Return only the line containing "Would you be willing to mark the harbor" and each line after it, exactly as written, through the end of the records.

**Referring expression data**

::::::::::

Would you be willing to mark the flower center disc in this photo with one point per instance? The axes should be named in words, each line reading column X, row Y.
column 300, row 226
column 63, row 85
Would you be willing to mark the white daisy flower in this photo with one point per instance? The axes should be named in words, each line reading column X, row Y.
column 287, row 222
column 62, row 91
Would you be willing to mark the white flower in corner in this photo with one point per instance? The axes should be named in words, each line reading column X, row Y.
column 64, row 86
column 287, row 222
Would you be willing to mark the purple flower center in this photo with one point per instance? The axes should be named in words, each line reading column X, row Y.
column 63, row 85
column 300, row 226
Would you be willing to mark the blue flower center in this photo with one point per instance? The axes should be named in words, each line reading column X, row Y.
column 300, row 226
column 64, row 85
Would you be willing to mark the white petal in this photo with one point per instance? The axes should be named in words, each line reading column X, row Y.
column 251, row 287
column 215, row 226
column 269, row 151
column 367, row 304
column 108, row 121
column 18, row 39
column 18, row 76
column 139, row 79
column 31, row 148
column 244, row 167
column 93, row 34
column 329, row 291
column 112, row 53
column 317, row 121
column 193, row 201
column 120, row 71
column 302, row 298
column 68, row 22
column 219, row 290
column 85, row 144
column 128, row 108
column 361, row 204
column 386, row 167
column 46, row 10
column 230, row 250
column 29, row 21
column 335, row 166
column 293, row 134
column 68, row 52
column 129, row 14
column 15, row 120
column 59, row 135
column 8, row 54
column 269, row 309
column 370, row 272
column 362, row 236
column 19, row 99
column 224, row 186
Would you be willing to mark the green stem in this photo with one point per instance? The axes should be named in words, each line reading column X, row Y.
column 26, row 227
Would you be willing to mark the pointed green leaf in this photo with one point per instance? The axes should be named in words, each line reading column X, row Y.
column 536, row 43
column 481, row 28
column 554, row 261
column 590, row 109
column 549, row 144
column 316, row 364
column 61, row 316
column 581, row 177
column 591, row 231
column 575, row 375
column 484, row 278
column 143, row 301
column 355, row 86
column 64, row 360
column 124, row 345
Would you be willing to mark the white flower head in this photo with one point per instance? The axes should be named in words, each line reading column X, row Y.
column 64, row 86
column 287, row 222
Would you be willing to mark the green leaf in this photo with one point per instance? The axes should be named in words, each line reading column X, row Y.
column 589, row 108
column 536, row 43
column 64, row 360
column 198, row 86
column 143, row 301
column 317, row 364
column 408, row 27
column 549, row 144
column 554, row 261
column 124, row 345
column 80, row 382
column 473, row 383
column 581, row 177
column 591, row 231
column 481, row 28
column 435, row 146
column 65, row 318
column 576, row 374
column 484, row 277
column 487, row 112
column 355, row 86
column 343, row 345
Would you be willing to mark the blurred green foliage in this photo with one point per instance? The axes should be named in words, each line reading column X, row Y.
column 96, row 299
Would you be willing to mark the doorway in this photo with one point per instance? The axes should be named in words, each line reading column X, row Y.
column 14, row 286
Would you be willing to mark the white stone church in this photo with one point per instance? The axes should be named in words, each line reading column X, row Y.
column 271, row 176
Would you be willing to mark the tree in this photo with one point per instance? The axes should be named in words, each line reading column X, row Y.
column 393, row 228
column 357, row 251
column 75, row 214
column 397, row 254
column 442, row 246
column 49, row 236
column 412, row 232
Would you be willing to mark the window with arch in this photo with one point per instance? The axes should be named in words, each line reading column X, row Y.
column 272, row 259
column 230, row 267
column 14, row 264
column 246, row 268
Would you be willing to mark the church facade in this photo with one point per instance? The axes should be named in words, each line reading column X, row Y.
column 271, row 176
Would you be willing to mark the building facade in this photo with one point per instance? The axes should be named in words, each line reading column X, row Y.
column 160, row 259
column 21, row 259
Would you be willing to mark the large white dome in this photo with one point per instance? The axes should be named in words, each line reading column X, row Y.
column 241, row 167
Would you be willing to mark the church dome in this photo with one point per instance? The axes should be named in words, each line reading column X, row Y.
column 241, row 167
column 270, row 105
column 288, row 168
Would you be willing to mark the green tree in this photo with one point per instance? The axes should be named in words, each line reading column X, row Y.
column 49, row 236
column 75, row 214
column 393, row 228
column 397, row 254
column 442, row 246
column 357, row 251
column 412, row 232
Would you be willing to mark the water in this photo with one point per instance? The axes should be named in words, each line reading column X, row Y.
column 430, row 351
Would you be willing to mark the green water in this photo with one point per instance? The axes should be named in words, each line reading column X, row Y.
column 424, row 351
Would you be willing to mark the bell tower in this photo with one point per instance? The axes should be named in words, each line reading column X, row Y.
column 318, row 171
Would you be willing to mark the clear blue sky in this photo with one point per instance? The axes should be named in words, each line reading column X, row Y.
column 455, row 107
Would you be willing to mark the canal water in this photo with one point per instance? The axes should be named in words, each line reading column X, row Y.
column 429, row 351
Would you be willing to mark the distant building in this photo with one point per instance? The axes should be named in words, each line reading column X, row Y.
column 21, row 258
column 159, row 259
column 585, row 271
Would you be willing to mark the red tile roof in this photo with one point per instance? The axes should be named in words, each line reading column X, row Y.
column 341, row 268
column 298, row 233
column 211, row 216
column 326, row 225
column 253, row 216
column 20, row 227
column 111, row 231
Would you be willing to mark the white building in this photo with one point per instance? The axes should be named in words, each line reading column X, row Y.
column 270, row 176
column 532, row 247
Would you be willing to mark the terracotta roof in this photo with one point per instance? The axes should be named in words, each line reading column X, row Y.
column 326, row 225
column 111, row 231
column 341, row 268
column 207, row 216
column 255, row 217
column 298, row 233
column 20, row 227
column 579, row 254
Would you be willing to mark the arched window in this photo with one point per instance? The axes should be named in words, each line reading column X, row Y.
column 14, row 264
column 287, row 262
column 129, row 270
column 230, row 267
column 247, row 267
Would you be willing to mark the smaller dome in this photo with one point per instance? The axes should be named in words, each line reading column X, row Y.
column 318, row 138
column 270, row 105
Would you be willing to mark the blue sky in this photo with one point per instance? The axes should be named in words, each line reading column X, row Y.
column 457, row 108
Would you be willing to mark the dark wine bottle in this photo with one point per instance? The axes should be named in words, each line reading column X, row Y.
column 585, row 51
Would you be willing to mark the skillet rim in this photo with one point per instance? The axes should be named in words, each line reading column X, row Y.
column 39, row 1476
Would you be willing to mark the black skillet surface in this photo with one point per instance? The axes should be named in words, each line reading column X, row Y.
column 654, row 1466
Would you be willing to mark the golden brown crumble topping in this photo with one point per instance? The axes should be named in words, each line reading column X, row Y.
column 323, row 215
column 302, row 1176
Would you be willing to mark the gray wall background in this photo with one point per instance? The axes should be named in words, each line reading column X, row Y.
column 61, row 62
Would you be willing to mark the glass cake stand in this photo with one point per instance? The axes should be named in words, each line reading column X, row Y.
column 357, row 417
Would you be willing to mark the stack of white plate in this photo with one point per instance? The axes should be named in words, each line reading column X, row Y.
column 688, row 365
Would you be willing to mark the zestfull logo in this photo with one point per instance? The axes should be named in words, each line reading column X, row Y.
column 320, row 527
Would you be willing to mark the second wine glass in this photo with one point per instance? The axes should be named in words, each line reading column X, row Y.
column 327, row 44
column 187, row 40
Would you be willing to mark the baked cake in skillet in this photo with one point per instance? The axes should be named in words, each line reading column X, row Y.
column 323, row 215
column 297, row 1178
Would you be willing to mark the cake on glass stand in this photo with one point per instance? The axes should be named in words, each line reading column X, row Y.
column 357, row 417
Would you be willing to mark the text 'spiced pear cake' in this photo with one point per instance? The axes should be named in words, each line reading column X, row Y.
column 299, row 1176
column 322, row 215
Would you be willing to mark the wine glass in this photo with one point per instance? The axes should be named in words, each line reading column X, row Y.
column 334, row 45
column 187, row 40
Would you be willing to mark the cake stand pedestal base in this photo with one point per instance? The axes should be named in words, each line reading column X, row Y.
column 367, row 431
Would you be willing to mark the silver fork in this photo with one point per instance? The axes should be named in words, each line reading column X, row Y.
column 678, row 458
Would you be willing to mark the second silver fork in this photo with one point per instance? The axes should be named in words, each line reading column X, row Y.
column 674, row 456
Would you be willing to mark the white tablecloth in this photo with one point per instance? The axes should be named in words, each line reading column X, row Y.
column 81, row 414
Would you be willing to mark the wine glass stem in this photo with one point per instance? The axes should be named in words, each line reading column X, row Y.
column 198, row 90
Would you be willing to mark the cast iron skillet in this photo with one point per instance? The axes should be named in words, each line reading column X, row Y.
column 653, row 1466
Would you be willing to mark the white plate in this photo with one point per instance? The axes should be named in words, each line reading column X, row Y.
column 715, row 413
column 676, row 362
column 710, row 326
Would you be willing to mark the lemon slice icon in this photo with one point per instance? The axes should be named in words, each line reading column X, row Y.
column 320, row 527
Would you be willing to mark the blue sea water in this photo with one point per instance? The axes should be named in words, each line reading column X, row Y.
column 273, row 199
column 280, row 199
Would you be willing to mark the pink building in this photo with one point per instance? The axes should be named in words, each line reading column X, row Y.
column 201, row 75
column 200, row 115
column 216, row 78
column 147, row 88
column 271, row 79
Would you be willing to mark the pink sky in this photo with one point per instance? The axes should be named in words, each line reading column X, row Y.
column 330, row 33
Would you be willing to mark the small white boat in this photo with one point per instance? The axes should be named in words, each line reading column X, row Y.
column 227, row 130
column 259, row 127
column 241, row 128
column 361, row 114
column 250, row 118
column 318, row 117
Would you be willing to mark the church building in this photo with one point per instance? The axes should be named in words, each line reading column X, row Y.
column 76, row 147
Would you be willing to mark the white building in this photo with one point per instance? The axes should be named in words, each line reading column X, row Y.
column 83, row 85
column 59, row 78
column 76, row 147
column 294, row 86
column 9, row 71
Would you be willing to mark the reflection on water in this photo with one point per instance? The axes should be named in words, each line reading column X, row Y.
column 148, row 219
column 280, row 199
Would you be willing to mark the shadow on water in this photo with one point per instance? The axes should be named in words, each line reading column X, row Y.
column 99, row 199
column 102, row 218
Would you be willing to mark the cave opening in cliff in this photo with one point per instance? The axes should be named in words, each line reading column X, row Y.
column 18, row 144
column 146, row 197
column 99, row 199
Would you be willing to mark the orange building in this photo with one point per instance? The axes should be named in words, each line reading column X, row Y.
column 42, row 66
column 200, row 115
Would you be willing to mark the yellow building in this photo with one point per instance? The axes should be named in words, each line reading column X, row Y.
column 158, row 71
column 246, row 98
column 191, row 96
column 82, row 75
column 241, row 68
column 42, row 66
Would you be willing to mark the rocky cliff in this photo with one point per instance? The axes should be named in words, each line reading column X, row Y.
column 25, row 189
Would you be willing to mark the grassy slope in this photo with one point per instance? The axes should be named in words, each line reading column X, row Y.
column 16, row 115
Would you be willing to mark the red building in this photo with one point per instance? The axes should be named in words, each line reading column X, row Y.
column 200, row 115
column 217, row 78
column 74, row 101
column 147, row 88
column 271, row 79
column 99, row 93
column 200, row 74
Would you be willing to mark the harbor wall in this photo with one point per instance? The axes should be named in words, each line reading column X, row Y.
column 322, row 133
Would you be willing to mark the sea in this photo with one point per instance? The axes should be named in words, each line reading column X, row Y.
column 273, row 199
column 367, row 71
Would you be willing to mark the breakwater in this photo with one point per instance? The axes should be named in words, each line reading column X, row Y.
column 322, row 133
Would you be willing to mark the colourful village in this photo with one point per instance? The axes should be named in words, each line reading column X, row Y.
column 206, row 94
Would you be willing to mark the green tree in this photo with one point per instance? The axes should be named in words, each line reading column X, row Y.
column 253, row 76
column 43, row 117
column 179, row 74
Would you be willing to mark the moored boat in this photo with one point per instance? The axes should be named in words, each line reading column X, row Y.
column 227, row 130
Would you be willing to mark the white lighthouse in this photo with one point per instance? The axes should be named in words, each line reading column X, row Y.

::::::::::

**Result for this task**
Would you be willing to mark the harbor wall in this photo with one point per instance? The axes should be named in words, each line reading column X, row Y.
column 322, row 133
Would you be willing to mark the sea in this photo with one point per instance? The axes should be named in words, each line reading column X, row Y.
column 273, row 199
column 367, row 71
Would you be willing to mark the breakwater in this photo with one point per instance? The axes should be named in words, each line reading column X, row Y.
column 322, row 133
Would you be willing to mark the colourful village in this photo with one point per instance? The axes should be named in words, each line reading column X, row Y.
column 206, row 94
Would you be willing to mark the green tree in this photo with one point per instance? The axes should be named in words, each line reading column X, row Y.
column 253, row 76
column 43, row 117
column 179, row 74
Would you be willing to mark the moored boat in this photo with one point per instance? The axes should be named in words, each line reading column X, row Y.
column 227, row 130
Would you be willing to mark the white lighthouse in this photo with one point per instance? The axes should be named in words, each line reading column X, row Y.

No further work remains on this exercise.